▶ ASSIGNED TASK: Give the listing below again in full, exactly as written.

Segment Start: AVAILABLE DATA

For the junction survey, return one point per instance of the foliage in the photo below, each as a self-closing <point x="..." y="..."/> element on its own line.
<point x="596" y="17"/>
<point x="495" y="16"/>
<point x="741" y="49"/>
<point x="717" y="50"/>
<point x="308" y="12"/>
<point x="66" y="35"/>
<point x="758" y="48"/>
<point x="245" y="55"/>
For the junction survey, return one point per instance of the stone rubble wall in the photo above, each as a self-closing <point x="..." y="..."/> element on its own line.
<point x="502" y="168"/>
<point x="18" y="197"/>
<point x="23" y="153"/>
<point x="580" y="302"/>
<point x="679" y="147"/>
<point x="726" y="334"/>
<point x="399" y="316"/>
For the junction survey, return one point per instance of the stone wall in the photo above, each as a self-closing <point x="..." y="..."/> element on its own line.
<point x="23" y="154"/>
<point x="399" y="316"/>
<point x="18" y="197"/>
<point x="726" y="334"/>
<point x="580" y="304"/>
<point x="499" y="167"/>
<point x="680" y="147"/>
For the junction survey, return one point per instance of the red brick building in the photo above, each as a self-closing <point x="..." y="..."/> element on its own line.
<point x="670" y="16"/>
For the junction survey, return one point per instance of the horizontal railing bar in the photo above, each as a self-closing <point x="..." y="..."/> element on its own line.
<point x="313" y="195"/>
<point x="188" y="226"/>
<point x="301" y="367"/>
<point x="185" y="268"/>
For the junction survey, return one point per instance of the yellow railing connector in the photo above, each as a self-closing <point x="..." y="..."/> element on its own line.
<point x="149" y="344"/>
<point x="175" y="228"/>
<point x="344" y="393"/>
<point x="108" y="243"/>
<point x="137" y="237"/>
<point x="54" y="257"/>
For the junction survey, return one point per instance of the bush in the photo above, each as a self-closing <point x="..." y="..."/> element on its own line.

Segment End: AVAILABLE DATA

▶ ANSWER SECTION:
For the junction survey, return one point per instance of the foliage in the photo below, each as a self-closing <point x="..." y="..."/> element on its own line.
<point x="596" y="17"/>
<point x="495" y="16"/>
<point x="741" y="49"/>
<point x="717" y="50"/>
<point x="308" y="12"/>
<point x="66" y="35"/>
<point x="758" y="48"/>
<point x="245" y="55"/>
For the junction survey, return one point per instance of the stone rubble wall in the photo above, each as a self-closing <point x="..." y="..."/> element on its own line.
<point x="502" y="168"/>
<point x="18" y="197"/>
<point x="23" y="153"/>
<point x="580" y="302"/>
<point x="679" y="147"/>
<point x="726" y="334"/>
<point x="399" y="316"/>
For the junction survey, return one point per instance of the stone wall in the photo above, each as a self-closing <point x="..." y="..."/> element on its own line.
<point x="23" y="154"/>
<point x="399" y="316"/>
<point x="18" y="197"/>
<point x="726" y="334"/>
<point x="580" y="304"/>
<point x="499" y="167"/>
<point x="680" y="147"/>
For the junction survey, return one point per instance of the red brick building in the photo above, each as a self-closing <point x="..." y="..."/> element on its own line.
<point x="670" y="16"/>
For the junction survey, return one point per instance of the horizontal railing bar in the photo above, each as a self-closing <point x="..." y="..."/> element on its own line.
<point x="313" y="195"/>
<point x="188" y="226"/>
<point x="301" y="367"/>
<point x="185" y="268"/>
For the junction survey, return one point per instance of the yellow railing connector in the photo above, each as a self-closing <point x="..." y="..."/> element on its own line.
<point x="149" y="344"/>
<point x="175" y="228"/>
<point x="344" y="393"/>
<point x="108" y="243"/>
<point x="137" y="237"/>
<point x="54" y="257"/>
For the junction survey, return one point per instance of the bush in the photo above, each as a self-closing <point x="..." y="..."/> element on its own line.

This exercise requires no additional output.